##### Texto de origem #####
A exemplo de outros filósofos de sua geração, como Condillac e Rousseau, ou de literatos um pouco mais velhos, como Voltaire ou Gottsched, Hume inquietou-se com o declínio da oratória na Europa moderna. Ou, melhor seria dizer, indagou-se sobre as razões de seu quase total desparecimento.
No ensaio “Da eloquência”, publicado em 1741, ele escreve: “Nos tempos antigos, considerava-se que nenhuma obra de gênio requeria dotes e capacidades tão grandes quanto falar em público, e escritores eminentes declararam que até os talentos de um grande poeta ou filósofo seriam de natureza inferior aos requeridos para tal façanha” (p. 71). Alude, assim, a uma tópica da literatura antiga que andava em voga entre os modernos: a vinculação entre o florescimento da oratória e a forma de governo republicana ou democrática. Essa tópica é proposta, entre outros, por Tácito, no Diálogo dos oradores, e por Longino, no tratado Do sublime. Ambos viveram sob a autoridade dos imperadores romanos e contemplaram à distância, com uma pitada de saudosismo, os tempos em que o talento prosperava de mãos dadas com a liberdade política.
À época do ensaio em questão, Hume mal contava 30 anos, e era, à sua maneira, um cético aguerrido, não somente em matéria filosófica, mas também histórica. Sem contestar a vinculação apontada por Tácito e por Longino, autores que, de resto ele tinha em altíssima conta, restringe-se a apontar uma exceção moderna à regra antiga. “De todas as nações polidas e letradas, só a Inglaterra tem um governo popular ou admite em sua legislatura assembleias numerosas o bastante para que, assim se supõe, possam ser submetidas ao domínio da eloquência. Mas o que tem a Inglaterra para ostentar nessa matéria?”. (p. 72). Com efeito, nada; a nos fiarmos por Hume, que, em sua correspondência, não se cansa de depreciar a baixa qualidade da eloquência parlamentar britânica. Da Antiguidade à Modernidade, mudaram os tempos, a natureza humana permaneceu a mesma, mas as pessoas e os governos são outros. O que valia como regra geral para Tácito e Longino deixou de sê-lo para os analistas políticos da Europa do século XVIII atentos às novas circunstâncias. No fundo, é absurdo esperar por uma oratória tal como a antiga, em um mundo alheio às condições em que ela reluziu.
#####
▶ **Pedido escrito 1**: Selecione todas as linhas dos registros que contêm a palavra "beard", respeitando maiúsculas e minúsculas.
##### Informações extraídas #####
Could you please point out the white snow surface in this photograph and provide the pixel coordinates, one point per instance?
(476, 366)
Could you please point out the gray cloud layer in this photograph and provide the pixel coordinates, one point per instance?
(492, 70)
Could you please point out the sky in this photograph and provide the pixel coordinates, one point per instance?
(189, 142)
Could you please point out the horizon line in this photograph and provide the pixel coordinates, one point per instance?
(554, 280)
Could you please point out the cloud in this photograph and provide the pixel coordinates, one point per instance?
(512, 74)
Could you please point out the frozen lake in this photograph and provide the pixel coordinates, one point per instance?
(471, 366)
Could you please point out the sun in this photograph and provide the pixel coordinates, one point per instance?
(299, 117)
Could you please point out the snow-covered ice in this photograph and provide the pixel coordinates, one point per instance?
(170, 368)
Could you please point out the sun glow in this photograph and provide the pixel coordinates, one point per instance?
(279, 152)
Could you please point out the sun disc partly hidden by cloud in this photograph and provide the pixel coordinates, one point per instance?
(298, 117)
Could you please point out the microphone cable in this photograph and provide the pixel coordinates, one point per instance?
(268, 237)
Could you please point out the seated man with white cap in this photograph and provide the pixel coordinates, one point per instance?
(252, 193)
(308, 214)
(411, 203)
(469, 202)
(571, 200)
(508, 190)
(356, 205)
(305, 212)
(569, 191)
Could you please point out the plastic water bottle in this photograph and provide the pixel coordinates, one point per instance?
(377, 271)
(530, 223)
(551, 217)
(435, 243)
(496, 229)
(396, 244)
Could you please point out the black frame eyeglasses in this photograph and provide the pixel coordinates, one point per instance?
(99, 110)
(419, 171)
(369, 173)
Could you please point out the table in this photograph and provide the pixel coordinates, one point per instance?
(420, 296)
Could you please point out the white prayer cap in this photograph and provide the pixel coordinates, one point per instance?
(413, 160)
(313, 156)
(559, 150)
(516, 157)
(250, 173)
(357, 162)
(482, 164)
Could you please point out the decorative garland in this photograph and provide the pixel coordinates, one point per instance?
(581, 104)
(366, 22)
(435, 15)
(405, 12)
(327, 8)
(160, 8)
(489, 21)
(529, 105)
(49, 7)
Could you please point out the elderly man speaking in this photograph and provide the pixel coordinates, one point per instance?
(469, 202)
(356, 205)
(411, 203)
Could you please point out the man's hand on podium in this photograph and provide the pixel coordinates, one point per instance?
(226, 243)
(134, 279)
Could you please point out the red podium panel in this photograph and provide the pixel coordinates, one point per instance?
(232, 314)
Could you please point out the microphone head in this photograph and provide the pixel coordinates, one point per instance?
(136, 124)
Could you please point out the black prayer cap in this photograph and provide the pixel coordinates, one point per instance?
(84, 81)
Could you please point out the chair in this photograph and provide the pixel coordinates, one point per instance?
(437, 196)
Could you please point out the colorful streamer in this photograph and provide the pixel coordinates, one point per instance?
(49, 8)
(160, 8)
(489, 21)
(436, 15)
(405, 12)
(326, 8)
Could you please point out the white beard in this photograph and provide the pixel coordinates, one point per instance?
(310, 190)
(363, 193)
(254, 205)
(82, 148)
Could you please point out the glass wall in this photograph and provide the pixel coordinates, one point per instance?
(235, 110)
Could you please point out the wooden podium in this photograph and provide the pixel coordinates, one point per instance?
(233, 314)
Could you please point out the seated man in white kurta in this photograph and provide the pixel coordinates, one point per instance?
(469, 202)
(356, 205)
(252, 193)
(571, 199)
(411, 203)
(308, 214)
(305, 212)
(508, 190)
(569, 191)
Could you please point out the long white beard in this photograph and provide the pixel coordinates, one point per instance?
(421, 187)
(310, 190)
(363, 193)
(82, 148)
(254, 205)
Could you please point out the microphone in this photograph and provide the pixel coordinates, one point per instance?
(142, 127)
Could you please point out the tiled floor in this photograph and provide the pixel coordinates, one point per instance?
#####
▶ **Pedido escrito 2**: Prossiga com o texto sobre Hume e o declínio da eloquência a partir da última frase apresentada.

▶ **Resposta escrita 1**:
Could you please point out the white beard in this photograph and provide the pixel coordinates, one point per instance?
Could you please point out the long white beard in this photograph and provide the pixel coordinates, one point per instance?

▶ **Resposta escrita 2**:
Tendo partido de um lugar-comum, Hume não hesita em multiplicar a alusão a outros tantos, ao longo desse pequeno, mas caudaloso ensaio. Na passagem citada, ele fala em assembleias “submetidas ao domínio da eloquência”. O que instaurava esse regime de submissão? A força da palavra, tal como ela aparece na elocução, registro supremo da linguagem verbal, governado por uma arte dificílima. Um pouco mais à frente, o ensaísta acrescenta: “quão absurdo não pareceria, em nossos oradores calmos e comedidos, o uso de uma figura como a nobre apóstrofe empregada por Demóstenes” para justificar “a malograda batalha de Queroneia”? (p. 73) As figuras são investidas de energia, quando enunciadas com a veemência necessária, requerida pelo assunto da oração. “Quem suportaria”, prossegue Hume, em pleno modo retórico, “uma figura tão forte e tão poética como a empregada por Cícero para descrever, nos termos mais trágicos, a crucificação de um cidadão romano”? (pp. 73-74). O sentido figurativo do verbo “suportar” (to support) é utilizado numa acepção tal que comporta a alusão ao significado literal de: aguentar uma carga, um peso, com a resistência do próprio corpo, mas com força suficiente para atirá-la ou lançá-la, para frente ou acima – no caso, jogá-la para uma assembleia atônita.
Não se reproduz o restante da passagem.